• _本文_
+++
北海道のサーフ環境と目的を持った1本のライディング
マナーとマイルール
moro : サーフィンは路上駐車や海の中でのトラブルなど問題も少なくありません。サーフィンをする上で何か気をつけていることはありますか?
yuya : 1つ、自分なりに決めていることがあって。海では自分に優先権があってピークにいるときでも、パドルで追って来る人がいたらなるべく先に行ってもらうようにしています。ローカルの人だったり、上手な人だったり、色々なライディングを見たいのもありますが、危険を避ける為でもあります。人が多い日は特に、インサイドですれ違うと危ないですよね。そういう中で優先権やサイズだけで波を選んでいると、なかなか練習がはかどらなくてもったいない。僕は1ライドに対してメイクすることを意識しているので、誰もいない波を選ぶ方が練習に集中できると思っています。あと、当然前乗りはしないですね。
小波もオンショアもサーフィン
moro : 小波が多いイメージの北海道でのサーフィンをどのように考えていますか?
yuya : 北海道は調子良いですよ!というのは、僕は江別市に住んでいるので、近いポイントだと日本海も太平洋も1時間15分位で着いちゃうんです。日本海か太平洋、必ずどちらかは波があるので、波が無いとは全く感じてないですね。
moro : 真冬もサーフィンを続ける理由は、やはり2級という目標があったからですか?それとも冬の間にスキルを落としたくないから?
yuya : 冬はめっちゃ寒いです。でも実は、寒いと感じるのは着替え中と海に入って10分位なんですよ。キープサーフィンの精神はもちろんですけど、やっぱりもっと上手くなりたいから。仕事で溜まった疲れが、サーフィンの疲れに変わるだけで気持ち良いんです。ちなみに、冬の魅力はオンショアです。
+++
• _課題のねらい A_
記録の中から文字列「pixel」を含む行をすべて見つけ、そのまま書き写しなさい。大文字と小文字は区別すること。

• _記録_
+++
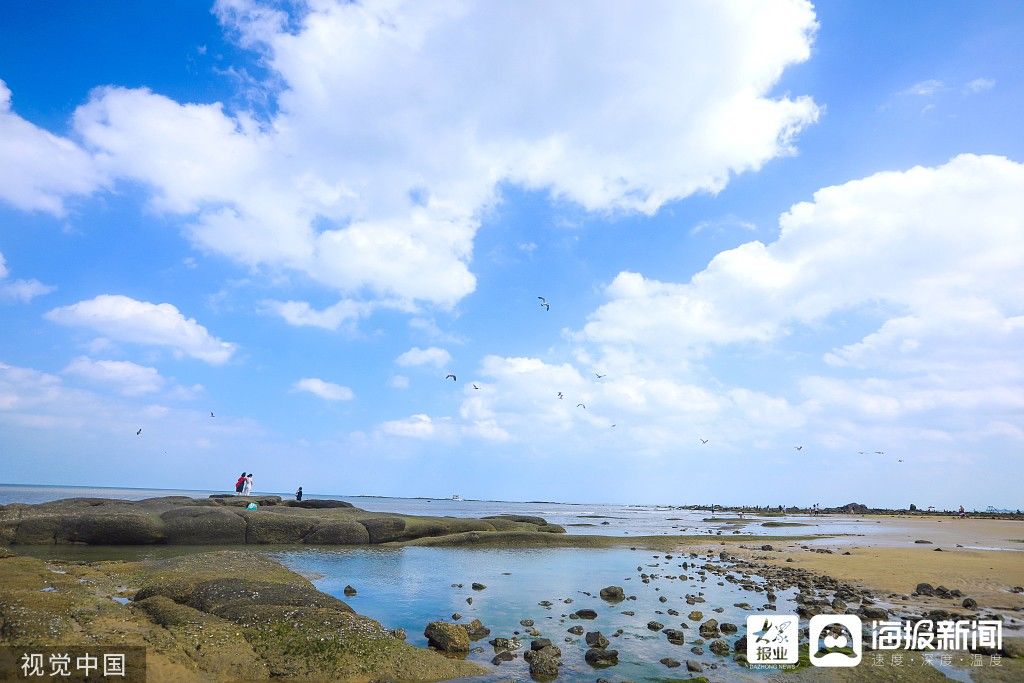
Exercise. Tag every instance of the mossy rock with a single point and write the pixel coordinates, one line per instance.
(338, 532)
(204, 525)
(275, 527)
+++
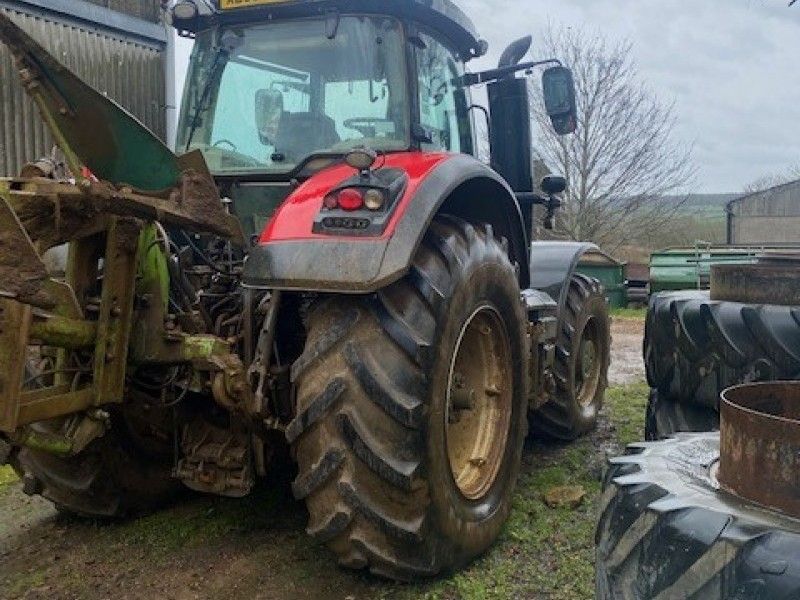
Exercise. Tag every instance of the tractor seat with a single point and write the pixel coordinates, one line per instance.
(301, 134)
+++
• _課題のねらい B_
北海道でのサーフィンを語った本文を、一字一句変えずに全文書き写しなさい。

• _解答 A_
Exercise. Tag every instance of the mossy rock with a single point and write the pixel coordinates, one line per instance.
Exercise. Tag every instance of the tractor seat with a single point and write the pixel coordinates, one line per instance.

• _解答 B_
北海道のサーフ環境と目的を持った1本のライディング
マナーとマイルール
moro : サーフィンは路上駐車や海の中でのトラブルなど問題も少なくありません。サーフィンをする上で何か気をつけていることはありますか?
yuya : 1つ、自分なりに決めていることがあって。海では自分に優先権があってピークにいるときでも、パドルで追って来る人がいたらなるべく先に行ってもらうようにしています。ローカルの人だったり、上手な人だったり、色々なライディングを見たいのもありますが、危険を避ける為でもあります。人が多い日は特に、インサイドですれ違うと危ないですよね。そういう中で優先権やサイズだけで波を選んでいると、なかなか練習がはかどらなくてもったいない。僕は1ライドに対してメイクすることを意識しているので、誰もいない波を選ぶ方が練習に集中できると思っています。あと、当然前乗りはしないですね。
小波もオンショアもサーフィン
moro : 小波が多いイメージの北海道でのサーフィンをどのように考えていますか?
yuya : 北海道は調子良いですよ!というのは、僕は江別市に住んでいるので、近いポイントだと日本海も太平洋も1時間15分位で着いちゃうんです。日本海か太平洋、必ずどちらかは波があるので、波が無いとは全く感じてないですね。
moro : 真冬もサーフィンを続ける理由は、やはり2級という目標があったからですか?それとも冬の間にスキルを落としたくないから?
yuya : 冬はめっちゃ寒いです。でも実は、寒いと感じるのは着替え中と海に入って10分位なんですよ。キープサーフィンの精神はもちろんですけど、やっぱりもっと上手くなりたいから。仕事で溜まった疲れが、サーフィンの疲れに変わるだけで気持ち良いんです。ちなみに、冬の魅力はオンショアです。